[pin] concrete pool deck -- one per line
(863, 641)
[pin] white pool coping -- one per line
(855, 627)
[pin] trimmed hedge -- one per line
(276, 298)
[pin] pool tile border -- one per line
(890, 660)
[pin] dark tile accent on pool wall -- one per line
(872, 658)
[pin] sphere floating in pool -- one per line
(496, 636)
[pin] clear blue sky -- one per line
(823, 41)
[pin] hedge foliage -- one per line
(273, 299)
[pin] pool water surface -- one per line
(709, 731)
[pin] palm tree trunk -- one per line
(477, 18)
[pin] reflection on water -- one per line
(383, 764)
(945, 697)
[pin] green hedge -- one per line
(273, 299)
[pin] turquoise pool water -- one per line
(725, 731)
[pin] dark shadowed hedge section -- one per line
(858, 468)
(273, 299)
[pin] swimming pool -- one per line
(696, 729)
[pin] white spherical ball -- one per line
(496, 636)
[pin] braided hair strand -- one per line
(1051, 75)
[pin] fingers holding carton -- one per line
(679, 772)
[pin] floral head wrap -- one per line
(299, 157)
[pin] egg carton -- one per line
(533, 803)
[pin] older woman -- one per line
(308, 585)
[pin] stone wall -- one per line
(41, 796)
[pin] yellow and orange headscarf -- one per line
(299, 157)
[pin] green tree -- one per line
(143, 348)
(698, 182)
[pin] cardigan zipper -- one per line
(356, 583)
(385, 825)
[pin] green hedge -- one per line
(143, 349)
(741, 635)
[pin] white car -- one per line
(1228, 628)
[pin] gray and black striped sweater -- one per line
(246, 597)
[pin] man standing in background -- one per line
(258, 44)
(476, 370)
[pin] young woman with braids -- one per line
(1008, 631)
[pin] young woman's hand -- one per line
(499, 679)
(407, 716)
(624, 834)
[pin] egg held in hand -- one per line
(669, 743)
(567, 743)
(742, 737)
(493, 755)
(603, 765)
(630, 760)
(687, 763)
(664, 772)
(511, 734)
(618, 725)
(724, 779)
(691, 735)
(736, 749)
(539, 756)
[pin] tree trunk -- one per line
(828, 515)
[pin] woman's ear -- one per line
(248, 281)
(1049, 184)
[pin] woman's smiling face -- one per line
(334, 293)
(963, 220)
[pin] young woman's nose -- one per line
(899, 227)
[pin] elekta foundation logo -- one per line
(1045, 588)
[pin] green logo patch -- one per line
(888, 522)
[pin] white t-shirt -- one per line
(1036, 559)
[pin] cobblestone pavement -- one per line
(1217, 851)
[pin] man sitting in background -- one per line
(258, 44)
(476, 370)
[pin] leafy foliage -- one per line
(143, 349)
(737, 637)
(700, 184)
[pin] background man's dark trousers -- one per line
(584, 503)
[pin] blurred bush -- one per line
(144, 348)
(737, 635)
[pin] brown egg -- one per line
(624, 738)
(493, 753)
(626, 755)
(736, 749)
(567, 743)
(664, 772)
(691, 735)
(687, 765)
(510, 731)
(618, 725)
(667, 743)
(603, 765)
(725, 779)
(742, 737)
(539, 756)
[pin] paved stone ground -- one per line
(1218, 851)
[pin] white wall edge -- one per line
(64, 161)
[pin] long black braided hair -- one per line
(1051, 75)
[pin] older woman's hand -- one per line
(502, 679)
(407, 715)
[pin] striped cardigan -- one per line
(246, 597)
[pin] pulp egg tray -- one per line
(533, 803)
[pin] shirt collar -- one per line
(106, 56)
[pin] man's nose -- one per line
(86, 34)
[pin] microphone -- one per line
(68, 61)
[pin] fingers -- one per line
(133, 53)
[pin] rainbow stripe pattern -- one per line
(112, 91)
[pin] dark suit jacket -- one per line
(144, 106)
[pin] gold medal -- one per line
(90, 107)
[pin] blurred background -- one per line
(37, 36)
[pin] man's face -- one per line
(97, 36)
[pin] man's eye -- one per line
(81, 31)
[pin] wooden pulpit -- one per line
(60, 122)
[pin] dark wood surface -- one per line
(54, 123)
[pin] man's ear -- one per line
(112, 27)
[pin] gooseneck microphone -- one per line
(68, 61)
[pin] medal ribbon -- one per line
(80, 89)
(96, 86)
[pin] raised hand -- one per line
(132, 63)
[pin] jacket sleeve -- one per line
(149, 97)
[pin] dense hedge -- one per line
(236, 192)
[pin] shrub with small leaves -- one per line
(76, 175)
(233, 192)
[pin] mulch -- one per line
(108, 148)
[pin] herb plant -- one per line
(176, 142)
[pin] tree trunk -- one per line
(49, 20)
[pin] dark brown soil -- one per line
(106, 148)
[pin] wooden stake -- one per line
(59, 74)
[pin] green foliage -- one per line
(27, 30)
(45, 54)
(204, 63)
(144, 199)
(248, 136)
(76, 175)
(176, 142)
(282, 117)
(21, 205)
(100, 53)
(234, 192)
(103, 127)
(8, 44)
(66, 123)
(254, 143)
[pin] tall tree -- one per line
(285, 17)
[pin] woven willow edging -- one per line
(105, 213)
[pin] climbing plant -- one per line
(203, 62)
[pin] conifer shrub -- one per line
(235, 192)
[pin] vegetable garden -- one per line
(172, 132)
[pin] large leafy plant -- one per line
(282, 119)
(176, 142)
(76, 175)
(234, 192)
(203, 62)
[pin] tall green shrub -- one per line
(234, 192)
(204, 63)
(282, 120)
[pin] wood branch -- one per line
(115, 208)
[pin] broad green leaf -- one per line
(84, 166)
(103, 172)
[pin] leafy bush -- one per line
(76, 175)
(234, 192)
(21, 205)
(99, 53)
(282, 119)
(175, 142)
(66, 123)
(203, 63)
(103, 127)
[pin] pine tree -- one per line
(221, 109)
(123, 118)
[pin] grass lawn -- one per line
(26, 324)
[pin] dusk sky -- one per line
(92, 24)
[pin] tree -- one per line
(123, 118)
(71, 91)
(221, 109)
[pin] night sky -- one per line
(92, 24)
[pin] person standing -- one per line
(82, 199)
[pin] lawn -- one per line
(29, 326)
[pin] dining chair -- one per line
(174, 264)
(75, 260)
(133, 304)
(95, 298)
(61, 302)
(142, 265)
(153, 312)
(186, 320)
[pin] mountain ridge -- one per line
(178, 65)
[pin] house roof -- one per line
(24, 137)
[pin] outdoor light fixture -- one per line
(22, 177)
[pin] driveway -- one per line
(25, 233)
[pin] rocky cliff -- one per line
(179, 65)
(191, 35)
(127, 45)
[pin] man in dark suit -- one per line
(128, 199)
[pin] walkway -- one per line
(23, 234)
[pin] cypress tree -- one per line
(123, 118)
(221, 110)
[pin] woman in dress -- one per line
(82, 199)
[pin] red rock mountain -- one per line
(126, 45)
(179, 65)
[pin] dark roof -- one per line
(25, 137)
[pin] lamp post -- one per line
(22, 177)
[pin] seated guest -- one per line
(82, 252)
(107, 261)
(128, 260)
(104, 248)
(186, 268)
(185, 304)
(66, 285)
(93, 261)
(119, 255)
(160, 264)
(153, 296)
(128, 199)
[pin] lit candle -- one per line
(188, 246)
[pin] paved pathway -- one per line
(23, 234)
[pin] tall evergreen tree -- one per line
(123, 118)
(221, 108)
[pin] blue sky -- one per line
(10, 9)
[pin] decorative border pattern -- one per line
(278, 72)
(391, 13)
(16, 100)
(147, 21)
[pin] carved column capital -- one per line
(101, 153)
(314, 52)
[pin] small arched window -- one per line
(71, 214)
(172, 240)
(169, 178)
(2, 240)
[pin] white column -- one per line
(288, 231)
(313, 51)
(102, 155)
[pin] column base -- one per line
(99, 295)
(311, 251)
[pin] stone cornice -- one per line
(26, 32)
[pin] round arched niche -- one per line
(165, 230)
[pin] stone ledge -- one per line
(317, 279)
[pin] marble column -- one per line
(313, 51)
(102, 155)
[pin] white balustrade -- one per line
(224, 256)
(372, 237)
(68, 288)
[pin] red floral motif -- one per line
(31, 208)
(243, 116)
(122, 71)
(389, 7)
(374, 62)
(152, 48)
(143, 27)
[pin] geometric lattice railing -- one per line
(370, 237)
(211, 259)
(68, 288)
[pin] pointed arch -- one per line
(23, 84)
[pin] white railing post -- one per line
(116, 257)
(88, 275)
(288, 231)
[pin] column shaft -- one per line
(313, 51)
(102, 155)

+ + + +

Copy every line, word for word, from the line containing "[pin] red floral motif -- one per line" through the last line of the items, including both ends.

# Completed exercise
[pin] red floral motif -- one per line
(31, 208)
(243, 116)
(122, 71)
(389, 7)
(374, 62)
(152, 48)
(143, 27)
[pin] geometric lattice railing -- one per line
(370, 237)
(211, 259)
(68, 288)
[pin] pointed arch -- one per line
(23, 84)
[pin] white railing post -- one per line
(116, 257)
(88, 275)
(288, 231)
[pin] column shaft -- one per line
(313, 51)
(102, 155)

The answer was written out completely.